▶ EXERCISE TASK:
Write what comes next in the Python-ideas post below about a bytestring representation for str, starting right after its final sentence.

▶ EXCERPTED TEXT:
[Python-ideas] RFC: bytestring as a str representation [was: a new bytestring type?]

Tue Jan 7 19:33:19 CET 2014

Nick Coghlan writes:

 > I haven't been following the discussion in detail (linux.conf.au and
 > the Py3 discussions have most of my attention this week), but I'm
 > definitely not clear on how this 7-bit proposal differs meaningfully
 > from just using ascii with the surrogateescape error handler.
 > Cheers, Nick.

It doesn't differ meaningfully to me.  I doubt I'll be writing any
programs in the near future that aren't just as well and efficiently
done by decoding as ascii with surrogateescape.

It does give you an 8-bit representation, with the benefits that gives
you (very fast encode and fast decode), whereas the ascii +
surrogateescape approach gives you a 16-bit representation sometimes.
Some people seem to care about that, eg, it seems to fit the chunked
HTTP use-case perfectly.

It gives you an 8-bit almost-bytes type without the b prefix on
literals.  I don't know if that would actually be useful to anybody.

▶ MATERIAL PROVIDED:
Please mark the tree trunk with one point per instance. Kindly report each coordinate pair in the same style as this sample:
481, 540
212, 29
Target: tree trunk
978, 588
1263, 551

▶ TASK RESPONSE:
Finally (and again, I haven't thought this through) you have a halfway
house that can in principle be mixed more or less freely with either
bytes (and bytearray and memoryview) or Unicode, but not with both.
(There is intentionally no way to get back to "ascii-compatible"
representation from one of the other str representations, and in the
same way combining with one of the bytes types would give a bytes
type.)  I realize this probably doesn't work without modification
because as designed it *is* str and the type system wouldn't be able
to distinguish between the ascii-compatible representation and a str
in another representation.  So maybe this would bring us back to the
idea of a new bytestring type.

I'll get back to Steven's post later, but it and others seem to be
stuck in the greylist.  (Hate spam, hate spam, hate what spam does to
us....)